## START TASK INPUT
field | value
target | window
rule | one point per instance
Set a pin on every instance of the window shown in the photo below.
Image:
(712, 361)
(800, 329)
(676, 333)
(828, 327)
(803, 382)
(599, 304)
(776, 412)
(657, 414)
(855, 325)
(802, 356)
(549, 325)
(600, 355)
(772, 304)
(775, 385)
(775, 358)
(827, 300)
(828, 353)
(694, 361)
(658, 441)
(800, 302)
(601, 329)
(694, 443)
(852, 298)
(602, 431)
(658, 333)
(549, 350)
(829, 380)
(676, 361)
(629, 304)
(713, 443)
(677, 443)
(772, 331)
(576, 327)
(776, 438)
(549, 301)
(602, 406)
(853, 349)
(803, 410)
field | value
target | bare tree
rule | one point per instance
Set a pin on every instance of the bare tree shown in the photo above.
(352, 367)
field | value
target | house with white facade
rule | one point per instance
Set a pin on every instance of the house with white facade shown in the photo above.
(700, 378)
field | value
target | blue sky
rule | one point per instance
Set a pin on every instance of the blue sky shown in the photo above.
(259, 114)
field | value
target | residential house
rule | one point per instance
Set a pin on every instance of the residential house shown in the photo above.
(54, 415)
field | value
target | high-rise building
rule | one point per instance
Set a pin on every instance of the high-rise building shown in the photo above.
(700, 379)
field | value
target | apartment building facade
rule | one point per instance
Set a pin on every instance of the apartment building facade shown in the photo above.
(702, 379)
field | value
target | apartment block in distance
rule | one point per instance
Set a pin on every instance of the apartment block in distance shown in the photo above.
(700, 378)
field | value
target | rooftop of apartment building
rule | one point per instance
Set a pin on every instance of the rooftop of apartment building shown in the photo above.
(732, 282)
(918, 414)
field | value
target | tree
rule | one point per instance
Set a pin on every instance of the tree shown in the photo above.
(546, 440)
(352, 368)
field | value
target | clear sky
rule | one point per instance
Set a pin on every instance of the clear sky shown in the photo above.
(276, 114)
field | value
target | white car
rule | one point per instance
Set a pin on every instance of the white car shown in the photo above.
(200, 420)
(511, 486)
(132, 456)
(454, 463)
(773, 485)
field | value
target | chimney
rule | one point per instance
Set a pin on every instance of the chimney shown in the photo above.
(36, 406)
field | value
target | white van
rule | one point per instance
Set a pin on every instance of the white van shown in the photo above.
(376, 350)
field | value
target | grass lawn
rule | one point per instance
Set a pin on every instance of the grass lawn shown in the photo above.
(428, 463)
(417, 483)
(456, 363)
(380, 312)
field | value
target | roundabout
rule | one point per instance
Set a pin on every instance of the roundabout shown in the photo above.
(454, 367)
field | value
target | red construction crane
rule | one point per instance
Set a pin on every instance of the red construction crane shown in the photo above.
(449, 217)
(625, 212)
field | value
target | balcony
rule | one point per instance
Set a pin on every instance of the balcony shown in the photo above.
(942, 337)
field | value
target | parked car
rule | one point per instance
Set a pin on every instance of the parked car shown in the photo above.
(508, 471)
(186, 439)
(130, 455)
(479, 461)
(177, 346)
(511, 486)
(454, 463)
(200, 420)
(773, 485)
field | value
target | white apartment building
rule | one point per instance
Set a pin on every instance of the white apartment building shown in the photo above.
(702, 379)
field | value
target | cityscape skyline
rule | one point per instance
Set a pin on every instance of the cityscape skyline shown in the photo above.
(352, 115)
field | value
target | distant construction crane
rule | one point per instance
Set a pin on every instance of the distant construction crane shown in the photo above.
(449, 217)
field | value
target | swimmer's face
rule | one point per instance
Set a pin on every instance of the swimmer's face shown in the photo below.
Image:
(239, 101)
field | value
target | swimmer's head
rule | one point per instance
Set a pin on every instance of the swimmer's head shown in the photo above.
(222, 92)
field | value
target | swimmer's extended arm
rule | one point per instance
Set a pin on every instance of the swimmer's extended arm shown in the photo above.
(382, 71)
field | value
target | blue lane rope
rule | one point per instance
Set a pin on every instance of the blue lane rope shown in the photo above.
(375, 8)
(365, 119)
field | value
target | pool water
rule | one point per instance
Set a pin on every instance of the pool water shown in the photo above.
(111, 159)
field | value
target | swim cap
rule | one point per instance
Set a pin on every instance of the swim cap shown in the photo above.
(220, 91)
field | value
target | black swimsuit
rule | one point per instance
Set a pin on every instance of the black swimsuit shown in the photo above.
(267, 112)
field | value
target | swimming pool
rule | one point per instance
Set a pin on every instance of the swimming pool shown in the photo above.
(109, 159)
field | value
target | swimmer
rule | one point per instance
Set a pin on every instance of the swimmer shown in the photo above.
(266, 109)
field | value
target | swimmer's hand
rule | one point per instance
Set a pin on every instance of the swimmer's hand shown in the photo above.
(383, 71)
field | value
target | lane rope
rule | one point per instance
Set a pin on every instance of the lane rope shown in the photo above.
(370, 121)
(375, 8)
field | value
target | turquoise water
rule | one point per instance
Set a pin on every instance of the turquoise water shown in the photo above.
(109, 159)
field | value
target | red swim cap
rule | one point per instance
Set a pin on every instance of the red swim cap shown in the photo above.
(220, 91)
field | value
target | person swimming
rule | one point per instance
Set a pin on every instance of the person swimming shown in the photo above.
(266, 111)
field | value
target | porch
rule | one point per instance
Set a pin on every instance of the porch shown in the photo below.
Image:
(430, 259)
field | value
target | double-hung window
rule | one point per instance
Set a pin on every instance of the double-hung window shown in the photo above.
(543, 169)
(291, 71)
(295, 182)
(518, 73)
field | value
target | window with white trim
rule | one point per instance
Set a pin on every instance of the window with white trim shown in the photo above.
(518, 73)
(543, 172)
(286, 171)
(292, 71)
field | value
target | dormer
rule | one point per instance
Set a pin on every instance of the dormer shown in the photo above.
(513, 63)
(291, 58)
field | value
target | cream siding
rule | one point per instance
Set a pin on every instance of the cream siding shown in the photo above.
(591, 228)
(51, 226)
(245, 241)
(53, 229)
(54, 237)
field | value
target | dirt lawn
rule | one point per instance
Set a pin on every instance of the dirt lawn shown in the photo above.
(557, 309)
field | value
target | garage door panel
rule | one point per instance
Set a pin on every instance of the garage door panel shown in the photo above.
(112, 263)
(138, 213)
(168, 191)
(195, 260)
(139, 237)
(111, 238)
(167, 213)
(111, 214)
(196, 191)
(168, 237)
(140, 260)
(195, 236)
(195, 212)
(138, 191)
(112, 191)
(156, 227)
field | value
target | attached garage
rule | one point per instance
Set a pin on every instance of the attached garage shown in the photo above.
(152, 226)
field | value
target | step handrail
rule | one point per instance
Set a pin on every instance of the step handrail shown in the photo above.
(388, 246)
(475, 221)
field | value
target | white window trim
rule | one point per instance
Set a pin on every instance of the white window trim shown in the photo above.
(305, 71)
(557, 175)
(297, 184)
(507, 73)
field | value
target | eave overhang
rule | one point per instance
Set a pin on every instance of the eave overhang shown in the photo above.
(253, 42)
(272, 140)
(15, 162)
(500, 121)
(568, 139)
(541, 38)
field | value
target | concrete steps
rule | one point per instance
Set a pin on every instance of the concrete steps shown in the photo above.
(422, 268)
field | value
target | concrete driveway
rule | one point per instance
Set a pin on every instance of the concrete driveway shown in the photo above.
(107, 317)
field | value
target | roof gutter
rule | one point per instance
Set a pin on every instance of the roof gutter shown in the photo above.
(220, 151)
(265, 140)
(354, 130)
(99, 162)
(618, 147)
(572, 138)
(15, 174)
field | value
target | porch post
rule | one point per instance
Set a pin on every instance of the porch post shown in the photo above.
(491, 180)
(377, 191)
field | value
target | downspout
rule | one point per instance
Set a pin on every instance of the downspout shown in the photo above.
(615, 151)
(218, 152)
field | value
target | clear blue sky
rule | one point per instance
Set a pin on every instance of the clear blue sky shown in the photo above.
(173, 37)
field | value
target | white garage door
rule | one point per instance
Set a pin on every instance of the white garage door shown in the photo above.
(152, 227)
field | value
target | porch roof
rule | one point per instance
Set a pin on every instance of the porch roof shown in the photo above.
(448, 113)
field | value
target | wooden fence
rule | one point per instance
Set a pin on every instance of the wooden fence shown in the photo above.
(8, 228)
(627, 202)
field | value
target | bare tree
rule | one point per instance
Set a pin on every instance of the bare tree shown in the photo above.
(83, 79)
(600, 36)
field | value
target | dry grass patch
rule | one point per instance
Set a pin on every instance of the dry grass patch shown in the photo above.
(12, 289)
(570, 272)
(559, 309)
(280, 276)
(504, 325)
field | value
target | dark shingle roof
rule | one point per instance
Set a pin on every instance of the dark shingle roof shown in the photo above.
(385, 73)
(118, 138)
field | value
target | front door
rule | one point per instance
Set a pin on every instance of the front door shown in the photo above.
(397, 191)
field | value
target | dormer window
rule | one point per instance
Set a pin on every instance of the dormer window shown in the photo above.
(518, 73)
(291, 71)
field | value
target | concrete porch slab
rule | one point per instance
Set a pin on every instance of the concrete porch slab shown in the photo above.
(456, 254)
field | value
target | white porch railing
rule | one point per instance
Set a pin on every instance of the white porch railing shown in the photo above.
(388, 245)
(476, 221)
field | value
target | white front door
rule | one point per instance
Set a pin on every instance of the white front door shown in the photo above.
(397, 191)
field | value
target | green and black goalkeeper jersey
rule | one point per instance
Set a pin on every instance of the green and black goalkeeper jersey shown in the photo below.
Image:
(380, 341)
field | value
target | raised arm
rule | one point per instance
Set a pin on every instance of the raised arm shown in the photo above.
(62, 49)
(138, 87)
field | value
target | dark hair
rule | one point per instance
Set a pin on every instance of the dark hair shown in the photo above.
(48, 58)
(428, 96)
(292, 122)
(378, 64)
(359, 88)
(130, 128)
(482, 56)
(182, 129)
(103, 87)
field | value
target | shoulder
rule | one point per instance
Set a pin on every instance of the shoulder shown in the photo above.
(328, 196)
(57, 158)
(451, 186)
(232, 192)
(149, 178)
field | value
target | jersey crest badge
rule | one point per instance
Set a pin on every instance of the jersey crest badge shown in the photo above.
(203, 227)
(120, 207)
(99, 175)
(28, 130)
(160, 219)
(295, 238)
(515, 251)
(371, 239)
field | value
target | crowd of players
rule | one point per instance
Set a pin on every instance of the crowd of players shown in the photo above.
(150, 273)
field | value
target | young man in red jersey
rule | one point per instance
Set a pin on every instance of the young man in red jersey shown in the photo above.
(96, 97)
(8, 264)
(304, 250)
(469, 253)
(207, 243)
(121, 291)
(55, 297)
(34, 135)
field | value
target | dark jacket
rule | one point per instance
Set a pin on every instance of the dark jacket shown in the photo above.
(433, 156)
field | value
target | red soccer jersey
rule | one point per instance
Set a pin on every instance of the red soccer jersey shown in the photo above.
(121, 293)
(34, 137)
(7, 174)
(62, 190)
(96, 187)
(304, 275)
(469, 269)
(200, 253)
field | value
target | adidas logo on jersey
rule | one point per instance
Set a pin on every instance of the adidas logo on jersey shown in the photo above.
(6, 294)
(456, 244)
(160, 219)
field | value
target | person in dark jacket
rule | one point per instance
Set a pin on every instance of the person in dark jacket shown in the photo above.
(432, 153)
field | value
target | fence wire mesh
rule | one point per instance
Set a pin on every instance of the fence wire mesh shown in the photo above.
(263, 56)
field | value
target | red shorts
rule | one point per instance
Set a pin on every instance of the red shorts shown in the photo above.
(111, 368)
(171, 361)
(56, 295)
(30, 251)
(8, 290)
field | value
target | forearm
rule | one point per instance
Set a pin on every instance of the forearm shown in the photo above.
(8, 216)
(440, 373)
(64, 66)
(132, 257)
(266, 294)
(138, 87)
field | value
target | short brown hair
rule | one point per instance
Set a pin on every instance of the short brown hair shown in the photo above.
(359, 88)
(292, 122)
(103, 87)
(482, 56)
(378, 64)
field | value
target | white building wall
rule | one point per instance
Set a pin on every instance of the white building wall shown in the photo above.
## END TASK INPUT
# [TASK STATEMENT]
Count the lines in the items above that contain the string "crest", and give only that number.

# [CORRECT ANSWER]
2